↓↓↓

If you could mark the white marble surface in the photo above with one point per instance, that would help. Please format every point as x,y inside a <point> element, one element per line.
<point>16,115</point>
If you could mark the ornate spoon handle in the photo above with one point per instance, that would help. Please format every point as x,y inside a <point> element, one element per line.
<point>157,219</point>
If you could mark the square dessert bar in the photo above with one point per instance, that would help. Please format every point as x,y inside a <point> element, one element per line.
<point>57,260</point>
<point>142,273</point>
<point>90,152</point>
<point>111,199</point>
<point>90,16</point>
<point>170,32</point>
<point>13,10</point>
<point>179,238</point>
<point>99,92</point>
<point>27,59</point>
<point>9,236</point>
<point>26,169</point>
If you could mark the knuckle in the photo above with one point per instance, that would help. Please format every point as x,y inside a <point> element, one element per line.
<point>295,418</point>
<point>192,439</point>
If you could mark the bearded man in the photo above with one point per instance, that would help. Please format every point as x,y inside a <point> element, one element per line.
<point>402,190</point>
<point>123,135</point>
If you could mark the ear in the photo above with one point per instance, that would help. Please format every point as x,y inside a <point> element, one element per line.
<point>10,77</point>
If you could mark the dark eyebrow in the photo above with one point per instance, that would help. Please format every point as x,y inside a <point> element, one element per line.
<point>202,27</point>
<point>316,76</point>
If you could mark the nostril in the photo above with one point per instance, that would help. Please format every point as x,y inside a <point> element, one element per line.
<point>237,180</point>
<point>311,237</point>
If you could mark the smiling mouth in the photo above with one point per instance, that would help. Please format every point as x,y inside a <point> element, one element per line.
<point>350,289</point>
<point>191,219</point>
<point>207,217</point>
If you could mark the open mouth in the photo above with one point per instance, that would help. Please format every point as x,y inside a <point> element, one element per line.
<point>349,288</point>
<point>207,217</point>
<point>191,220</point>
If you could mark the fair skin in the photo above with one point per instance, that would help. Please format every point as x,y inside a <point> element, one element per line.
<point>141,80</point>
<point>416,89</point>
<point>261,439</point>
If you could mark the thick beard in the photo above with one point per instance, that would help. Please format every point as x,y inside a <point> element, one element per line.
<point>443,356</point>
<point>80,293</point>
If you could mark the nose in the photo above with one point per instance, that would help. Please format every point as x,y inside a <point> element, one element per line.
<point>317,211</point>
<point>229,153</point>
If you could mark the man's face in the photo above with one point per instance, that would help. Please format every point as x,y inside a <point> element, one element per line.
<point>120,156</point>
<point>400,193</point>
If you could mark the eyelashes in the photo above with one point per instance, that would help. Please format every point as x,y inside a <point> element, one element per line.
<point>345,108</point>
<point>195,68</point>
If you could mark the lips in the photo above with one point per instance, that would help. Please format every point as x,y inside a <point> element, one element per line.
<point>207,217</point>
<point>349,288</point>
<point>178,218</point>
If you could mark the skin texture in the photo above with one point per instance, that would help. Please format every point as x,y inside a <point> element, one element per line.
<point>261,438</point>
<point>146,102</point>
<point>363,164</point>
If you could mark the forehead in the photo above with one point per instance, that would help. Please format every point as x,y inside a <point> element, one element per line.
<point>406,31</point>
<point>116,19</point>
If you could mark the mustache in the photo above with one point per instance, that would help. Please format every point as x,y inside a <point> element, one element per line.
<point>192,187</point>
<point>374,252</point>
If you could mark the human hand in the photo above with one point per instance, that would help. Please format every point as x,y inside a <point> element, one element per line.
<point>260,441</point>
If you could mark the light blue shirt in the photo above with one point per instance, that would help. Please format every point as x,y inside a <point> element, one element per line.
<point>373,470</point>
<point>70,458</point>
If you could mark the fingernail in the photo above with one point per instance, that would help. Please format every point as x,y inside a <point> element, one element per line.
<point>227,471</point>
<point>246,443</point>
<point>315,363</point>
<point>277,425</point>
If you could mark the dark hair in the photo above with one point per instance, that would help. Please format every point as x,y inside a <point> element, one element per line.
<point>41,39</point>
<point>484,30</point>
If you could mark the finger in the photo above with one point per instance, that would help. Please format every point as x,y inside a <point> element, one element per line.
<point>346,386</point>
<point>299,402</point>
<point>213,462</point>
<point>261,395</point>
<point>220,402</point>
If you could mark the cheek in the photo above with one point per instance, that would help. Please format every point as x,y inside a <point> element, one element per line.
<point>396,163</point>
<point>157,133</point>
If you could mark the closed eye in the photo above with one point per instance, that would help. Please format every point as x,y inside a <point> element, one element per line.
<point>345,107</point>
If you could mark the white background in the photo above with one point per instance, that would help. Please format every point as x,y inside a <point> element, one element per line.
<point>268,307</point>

↑↑↑

> [Assignment]
Each record shown above must be reproduced exactly.

> [Solution below]
If you could mark the white marble surface in the photo above with one point per instance, that would help. Please format every point as x,y inside a <point> element, one element per line.
<point>16,115</point>
If you could mark the ornate spoon handle in the photo above with one point per instance, that would help. Please format every point as x,y inside a <point> element, one element per line.
<point>157,219</point>
If you could mark the square dessert bar in the photo above with one point per instance, that would help. Please format every point as x,y inside a <point> element, one element per line.
<point>57,260</point>
<point>142,273</point>
<point>90,152</point>
<point>111,199</point>
<point>90,16</point>
<point>170,32</point>
<point>13,10</point>
<point>179,238</point>
<point>99,92</point>
<point>27,59</point>
<point>9,236</point>
<point>26,169</point>
If you could mark the knuckle in the photo above with one point per instance, that would help. Please format every point as x,y inside a <point> element, one element per line.
<point>295,418</point>
<point>192,439</point>
If you could mark the bearded man in the photo above with one point per instance, that would help. Please format every point as x,y inside a <point> element, one element per line.
<point>402,190</point>
<point>123,135</point>
If you could mark the ear in the photo above with one point per instance, that would help. Please format every point as x,y inside a <point> element, one element per line.
<point>10,77</point>
If you could mark the dark eyebrow in the photo above with one point per instance, that would help. Please format every point as x,y inside a <point> element, one element per line.
<point>202,27</point>
<point>316,76</point>
If you could mark the nostril in the photo above with one point per instance, that would help. Please format every point as x,y inside a <point> element, one element per line.
<point>237,180</point>
<point>311,237</point>
If you could mark the smiling mouth in the photo above with one point per instance, that would help. Please format every point as x,y inside a <point> element, one element per line.
<point>350,289</point>
<point>191,219</point>
<point>207,217</point>
If you could mark the open mouth in the photo above with one point per instance, that would help. Please format every point as x,y inside a <point> element, one element per line.
<point>349,288</point>
<point>207,217</point>
<point>191,220</point>
If you could mark the fair skin in the photo above with one point per instance, that would help. Please format every point as x,y inside a <point> element, one element per line.
<point>141,80</point>
<point>416,89</point>
<point>261,439</point>
If you could mark the thick beard in the photo above with one point per instance, that would help. Please format every point as x,y inside a <point> element, one element per line.
<point>443,356</point>
<point>80,293</point>
If you could mark the nose in the photo above with one point per instance, that would help. Please format every point as x,y inside a <point> element, one element per line.
<point>317,211</point>
<point>229,153</point>
If you could mark the man's face in the photo above with one point per instance, that would help. Please format every point as x,y inside a <point> element, one element per line.
<point>120,156</point>
<point>400,193</point>
If you could mark the eyelashes in the photo above with one point per instance, that would help. Please format every point as x,y inside a <point> element, one element per line.
<point>345,108</point>
<point>195,68</point>
If you could mark the lips in the photo above with one point per instance, that would help. Please format every point as x,y inside a <point> element, one element per line.
<point>207,217</point>
<point>349,288</point>
<point>178,218</point>
If you could mark the skin texture in the photo above with one point per instance, that would help. Please format every point as x,y inside a <point> element, one element per line.
<point>261,438</point>
<point>146,102</point>
<point>363,164</point>
If you could mark the forehead in the photo above with one point per instance, that would help. Please format every point as x,y inside a <point> element, one element per line.
<point>406,31</point>
<point>116,19</point>
If you could mark the mustache in the photo above with one point per instance, that would help. Please format every point as x,y inside a <point> element, one element per line.
<point>192,187</point>
<point>374,252</point>
If you could mark the human hand in the photo above with one point per instance, that would help. Please format every point as x,y inside a <point> element, one element per line.
<point>260,441</point>
If you could mark the light blue shirt in the photo above with one point per instance, that would help. Please format every point as x,y inside a <point> element, one element per line.
<point>373,470</point>
<point>70,458</point>
If you could mark the fingernail in the photo above with one point per instance, that would help. Please format every point as x,y inside a <point> element, one element per line.
<point>227,471</point>
<point>246,443</point>
<point>315,363</point>
<point>277,425</point>
If you could mark the dark hair in the photo above with one point per instance, that would help. Please format every point as x,y inside a <point> element, one element per line.
<point>41,39</point>
<point>484,30</point>
If you could mark the finger in the photo above with one point per instance, that would help. Please format every point as x,y inside a <point> element, one element per line.
<point>346,386</point>
<point>299,402</point>
<point>213,462</point>
<point>261,395</point>
<point>220,402</point>
If you could mark the cheek in the photo above with one point per instance, that would help. Please format every point as x,y inside a <point> element, one element per line.
<point>396,163</point>
<point>157,133</point>
If you could mark the closed eye in the photo above with one point per instance, that would help. Please format every point as x,y inside a <point> element, one element per line.
<point>345,107</point>
If you could mark the white background in the photo above with one point per instance, that would help. Please format every point as x,y inside a <point> element, one element per line.
<point>268,307</point>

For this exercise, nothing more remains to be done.